Problem details:
Render every line of the material below as a numbered list, omitting any blank lines.

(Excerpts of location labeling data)
———
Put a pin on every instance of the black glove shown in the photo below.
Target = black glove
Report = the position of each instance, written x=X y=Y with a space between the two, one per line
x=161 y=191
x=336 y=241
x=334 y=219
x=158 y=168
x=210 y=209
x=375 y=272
———
Response for this exercise:
1. Put a pin on every instance of the black glove shown in the photo below.
2. Target = black glove
3. Report = the position of each instance, written x=X y=Y with a space between the two, one per line
4. x=161 y=191
5. x=336 y=241
6. x=334 y=219
7. x=158 y=168
8. x=210 y=209
9. x=375 y=272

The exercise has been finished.